SHORT PROBLEM:
Write out the records below word for word, from the very start through the line that contains "column 471, row 502".

+ + + + +

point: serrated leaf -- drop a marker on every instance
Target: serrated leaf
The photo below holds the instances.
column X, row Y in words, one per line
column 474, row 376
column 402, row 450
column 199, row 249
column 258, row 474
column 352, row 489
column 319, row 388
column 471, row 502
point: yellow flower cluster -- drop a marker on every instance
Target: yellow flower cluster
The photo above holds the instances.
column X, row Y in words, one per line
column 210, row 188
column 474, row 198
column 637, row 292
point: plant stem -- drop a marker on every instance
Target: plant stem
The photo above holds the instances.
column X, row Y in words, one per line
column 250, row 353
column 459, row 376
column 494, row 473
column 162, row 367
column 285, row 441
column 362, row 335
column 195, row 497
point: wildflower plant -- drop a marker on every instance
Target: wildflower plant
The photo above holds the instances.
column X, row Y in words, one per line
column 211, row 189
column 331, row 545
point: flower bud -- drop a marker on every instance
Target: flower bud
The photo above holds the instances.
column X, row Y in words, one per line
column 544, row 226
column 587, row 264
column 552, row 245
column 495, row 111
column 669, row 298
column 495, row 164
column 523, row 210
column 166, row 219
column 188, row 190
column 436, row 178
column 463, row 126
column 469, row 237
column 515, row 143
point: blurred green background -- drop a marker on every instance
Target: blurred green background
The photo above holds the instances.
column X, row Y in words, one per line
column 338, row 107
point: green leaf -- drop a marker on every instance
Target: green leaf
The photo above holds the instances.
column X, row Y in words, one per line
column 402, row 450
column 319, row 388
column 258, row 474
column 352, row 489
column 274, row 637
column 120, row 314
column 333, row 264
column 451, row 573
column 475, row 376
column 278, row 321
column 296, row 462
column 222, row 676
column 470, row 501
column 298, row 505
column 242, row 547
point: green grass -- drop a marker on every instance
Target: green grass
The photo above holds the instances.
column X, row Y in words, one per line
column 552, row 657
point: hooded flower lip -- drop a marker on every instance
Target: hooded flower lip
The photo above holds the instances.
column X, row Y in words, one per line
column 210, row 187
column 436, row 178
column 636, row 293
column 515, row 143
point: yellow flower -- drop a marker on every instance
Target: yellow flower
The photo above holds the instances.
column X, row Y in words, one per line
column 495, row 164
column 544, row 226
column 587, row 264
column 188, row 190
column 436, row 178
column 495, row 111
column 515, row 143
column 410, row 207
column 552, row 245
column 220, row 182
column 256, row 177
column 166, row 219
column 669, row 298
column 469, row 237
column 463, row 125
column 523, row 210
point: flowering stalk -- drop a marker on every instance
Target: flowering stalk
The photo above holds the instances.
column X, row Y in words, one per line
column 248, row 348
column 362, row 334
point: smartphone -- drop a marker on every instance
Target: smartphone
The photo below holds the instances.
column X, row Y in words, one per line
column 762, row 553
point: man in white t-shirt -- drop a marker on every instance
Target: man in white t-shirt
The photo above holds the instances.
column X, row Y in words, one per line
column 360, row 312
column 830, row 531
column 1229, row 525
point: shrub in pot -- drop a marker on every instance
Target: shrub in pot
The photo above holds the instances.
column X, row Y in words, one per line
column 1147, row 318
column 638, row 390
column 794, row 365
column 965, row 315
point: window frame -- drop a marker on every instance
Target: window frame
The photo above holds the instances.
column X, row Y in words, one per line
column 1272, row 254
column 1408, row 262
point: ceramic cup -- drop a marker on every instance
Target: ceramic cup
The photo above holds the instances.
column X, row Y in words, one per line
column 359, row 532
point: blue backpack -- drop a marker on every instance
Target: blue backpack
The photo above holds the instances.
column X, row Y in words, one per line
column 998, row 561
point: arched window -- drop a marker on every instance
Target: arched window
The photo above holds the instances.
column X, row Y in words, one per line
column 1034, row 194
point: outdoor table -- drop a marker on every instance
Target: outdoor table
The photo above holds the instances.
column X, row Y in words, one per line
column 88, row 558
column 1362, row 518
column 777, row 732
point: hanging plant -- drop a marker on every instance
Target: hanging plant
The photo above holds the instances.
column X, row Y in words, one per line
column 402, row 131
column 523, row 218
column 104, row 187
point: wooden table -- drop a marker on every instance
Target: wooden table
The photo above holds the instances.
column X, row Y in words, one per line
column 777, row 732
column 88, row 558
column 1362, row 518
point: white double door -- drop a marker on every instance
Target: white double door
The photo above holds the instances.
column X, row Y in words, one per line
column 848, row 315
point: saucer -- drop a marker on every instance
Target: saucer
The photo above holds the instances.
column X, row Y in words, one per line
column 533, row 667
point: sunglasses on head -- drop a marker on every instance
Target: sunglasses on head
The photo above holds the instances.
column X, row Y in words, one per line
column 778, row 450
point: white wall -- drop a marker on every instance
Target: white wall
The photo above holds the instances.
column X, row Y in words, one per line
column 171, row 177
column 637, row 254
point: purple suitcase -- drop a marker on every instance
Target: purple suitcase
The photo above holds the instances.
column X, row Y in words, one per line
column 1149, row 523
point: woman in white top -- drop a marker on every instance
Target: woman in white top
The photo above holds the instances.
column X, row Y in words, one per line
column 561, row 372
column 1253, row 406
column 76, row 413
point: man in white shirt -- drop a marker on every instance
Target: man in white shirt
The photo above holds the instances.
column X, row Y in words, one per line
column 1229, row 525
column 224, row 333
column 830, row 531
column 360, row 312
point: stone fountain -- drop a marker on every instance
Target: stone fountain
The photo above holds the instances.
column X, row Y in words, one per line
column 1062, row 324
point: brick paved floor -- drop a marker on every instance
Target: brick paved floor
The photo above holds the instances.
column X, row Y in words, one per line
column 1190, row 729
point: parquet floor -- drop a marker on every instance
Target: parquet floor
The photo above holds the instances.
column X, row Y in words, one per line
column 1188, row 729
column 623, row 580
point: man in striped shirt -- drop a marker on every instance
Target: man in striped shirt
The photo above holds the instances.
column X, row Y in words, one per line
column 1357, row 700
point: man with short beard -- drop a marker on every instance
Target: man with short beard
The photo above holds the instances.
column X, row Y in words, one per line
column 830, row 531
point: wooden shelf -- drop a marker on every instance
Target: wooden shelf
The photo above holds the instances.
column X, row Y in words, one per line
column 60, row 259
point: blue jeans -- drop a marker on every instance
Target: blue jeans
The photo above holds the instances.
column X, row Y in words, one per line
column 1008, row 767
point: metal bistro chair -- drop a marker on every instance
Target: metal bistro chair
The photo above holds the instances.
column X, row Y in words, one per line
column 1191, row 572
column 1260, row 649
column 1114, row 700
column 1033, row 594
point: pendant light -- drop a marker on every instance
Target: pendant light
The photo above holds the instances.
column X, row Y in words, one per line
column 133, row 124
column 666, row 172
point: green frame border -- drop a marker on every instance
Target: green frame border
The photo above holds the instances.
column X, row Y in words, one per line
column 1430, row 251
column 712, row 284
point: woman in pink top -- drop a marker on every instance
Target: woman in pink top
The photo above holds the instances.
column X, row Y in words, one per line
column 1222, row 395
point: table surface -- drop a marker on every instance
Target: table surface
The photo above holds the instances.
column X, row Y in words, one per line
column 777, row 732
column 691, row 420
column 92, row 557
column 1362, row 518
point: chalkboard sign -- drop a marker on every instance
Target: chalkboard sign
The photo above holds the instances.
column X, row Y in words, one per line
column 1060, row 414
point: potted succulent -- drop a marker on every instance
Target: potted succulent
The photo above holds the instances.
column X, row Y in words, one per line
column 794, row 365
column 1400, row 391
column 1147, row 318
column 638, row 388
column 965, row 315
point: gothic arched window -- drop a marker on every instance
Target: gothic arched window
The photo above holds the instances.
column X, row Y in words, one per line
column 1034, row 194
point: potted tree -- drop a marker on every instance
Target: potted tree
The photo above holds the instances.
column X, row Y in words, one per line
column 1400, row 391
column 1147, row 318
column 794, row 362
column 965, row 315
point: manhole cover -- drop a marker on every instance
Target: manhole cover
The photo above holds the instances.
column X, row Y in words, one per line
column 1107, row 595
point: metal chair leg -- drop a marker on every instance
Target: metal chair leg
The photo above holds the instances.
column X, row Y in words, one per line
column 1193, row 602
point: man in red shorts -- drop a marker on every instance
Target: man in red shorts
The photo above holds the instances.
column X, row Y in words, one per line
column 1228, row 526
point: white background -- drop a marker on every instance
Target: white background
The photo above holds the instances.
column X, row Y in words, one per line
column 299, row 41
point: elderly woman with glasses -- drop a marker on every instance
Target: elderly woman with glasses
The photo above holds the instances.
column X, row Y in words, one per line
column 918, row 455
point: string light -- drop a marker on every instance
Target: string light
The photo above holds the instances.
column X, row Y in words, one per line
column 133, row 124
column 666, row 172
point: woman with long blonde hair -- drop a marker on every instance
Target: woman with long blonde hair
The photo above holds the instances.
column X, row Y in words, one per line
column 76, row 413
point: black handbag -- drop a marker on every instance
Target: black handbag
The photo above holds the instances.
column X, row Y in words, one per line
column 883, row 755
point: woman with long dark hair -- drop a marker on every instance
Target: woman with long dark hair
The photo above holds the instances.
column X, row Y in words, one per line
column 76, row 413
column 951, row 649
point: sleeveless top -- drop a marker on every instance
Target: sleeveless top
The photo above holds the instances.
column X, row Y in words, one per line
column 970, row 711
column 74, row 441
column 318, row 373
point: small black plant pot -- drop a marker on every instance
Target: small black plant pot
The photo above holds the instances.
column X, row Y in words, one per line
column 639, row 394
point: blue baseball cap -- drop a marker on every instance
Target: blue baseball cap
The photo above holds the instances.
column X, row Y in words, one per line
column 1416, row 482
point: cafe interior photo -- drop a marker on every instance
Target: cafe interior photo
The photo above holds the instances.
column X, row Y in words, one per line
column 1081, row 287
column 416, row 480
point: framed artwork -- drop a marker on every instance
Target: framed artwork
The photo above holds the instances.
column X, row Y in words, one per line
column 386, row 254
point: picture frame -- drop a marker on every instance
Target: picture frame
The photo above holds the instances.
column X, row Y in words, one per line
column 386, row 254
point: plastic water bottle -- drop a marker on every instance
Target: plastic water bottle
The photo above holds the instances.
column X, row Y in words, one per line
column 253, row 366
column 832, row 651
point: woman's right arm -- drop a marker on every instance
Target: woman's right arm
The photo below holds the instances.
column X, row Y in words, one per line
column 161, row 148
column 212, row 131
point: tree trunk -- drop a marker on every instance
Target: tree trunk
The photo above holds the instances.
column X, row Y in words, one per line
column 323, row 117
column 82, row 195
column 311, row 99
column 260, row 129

+ + + + +

TASK RESPONSE:
point: serrated leaf -- drop a marker on every instance
Target: serrated leaf
The photo below holds the instances.
column X, row Y in words, one per line
column 474, row 376
column 402, row 450
column 199, row 249
column 258, row 474
column 352, row 489
column 319, row 388
column 471, row 502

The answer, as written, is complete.